Instructions to follow - Transcribe the whole listing exactly.

Extracted information -
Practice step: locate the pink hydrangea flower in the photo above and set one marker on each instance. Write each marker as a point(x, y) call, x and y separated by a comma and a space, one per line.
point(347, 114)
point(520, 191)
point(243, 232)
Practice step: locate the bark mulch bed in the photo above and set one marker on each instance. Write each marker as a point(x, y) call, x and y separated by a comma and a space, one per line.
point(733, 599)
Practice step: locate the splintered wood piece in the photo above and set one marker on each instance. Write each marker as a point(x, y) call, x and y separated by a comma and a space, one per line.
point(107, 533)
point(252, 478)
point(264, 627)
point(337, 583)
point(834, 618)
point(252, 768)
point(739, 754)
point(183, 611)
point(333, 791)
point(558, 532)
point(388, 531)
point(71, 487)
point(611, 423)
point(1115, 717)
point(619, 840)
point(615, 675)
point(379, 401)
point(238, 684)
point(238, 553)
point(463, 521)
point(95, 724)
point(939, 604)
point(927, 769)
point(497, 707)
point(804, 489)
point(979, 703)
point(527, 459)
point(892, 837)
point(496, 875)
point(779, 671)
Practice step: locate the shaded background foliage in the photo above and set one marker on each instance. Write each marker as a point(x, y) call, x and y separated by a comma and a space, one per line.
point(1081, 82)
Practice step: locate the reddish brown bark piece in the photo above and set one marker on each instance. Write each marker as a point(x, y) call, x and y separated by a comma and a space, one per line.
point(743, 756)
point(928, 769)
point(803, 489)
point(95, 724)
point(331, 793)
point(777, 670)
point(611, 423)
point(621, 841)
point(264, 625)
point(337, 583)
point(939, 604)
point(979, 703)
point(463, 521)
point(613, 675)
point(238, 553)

Exercise result -
Practice step: locate the pink hydrangea flower in the photo above and set one marker on each instance. Write each marker as a point(x, y) call, x and y separated by a comma and a space, one per line.
point(347, 114)
point(520, 191)
point(243, 232)
Practice step: locate the bark mulch bed in the photo above and set one marker on each instance. Write each marker as a point(x, y) call, x and y separated by a comma and a space, one per line.
point(733, 599)
Practice step: locate the splintered wood piece in the photo above and set one marker on each instance. Write each marker as a point(x, y) call, x and y separated by a comma and a space, one per line.
point(107, 533)
point(252, 478)
point(264, 627)
point(337, 583)
point(834, 618)
point(252, 768)
point(739, 754)
point(183, 611)
point(333, 791)
point(558, 532)
point(388, 531)
point(71, 487)
point(611, 423)
point(1115, 717)
point(619, 840)
point(615, 675)
point(379, 401)
point(238, 684)
point(238, 553)
point(463, 521)
point(95, 724)
point(939, 604)
point(927, 769)
point(497, 707)
point(804, 489)
point(979, 703)
point(527, 459)
point(892, 837)
point(496, 875)
point(779, 671)
Practice step: locate the shaded background foliage in the photo above and set one marker on each instance. Write each marker as a point(x, y) call, x and y separated by a comma and a space, one per line.
point(1081, 82)
Practice step: locate the reddish brown bark piece in the photo above and set one marker on each instance. Write each marker as a point(x, y) call, x and y separated by a comma and a space, one per line.
point(743, 756)
point(928, 769)
point(803, 489)
point(95, 724)
point(331, 793)
point(777, 670)
point(611, 423)
point(621, 841)
point(264, 625)
point(337, 583)
point(939, 604)
point(979, 703)
point(463, 521)
point(613, 675)
point(238, 553)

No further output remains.